# [Action item]
Each entry should be quoted word for word, including every mark of punctuation.

# [Provided records]
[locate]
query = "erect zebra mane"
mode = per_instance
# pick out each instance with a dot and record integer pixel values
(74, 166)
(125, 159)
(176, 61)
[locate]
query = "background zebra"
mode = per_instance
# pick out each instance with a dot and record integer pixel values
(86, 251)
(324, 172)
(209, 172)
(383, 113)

# [Exercise response]
[locate]
query = "erect zebra mane"
mode = per_instance
# pick out each instance with a dot and record integer pixel values
(74, 166)
(125, 159)
(176, 61)
[locate]
query = "background zebra"
mode = per_instance
# pick out each instance with a dot and record integer pixel values
(86, 251)
(324, 172)
(209, 172)
(383, 113)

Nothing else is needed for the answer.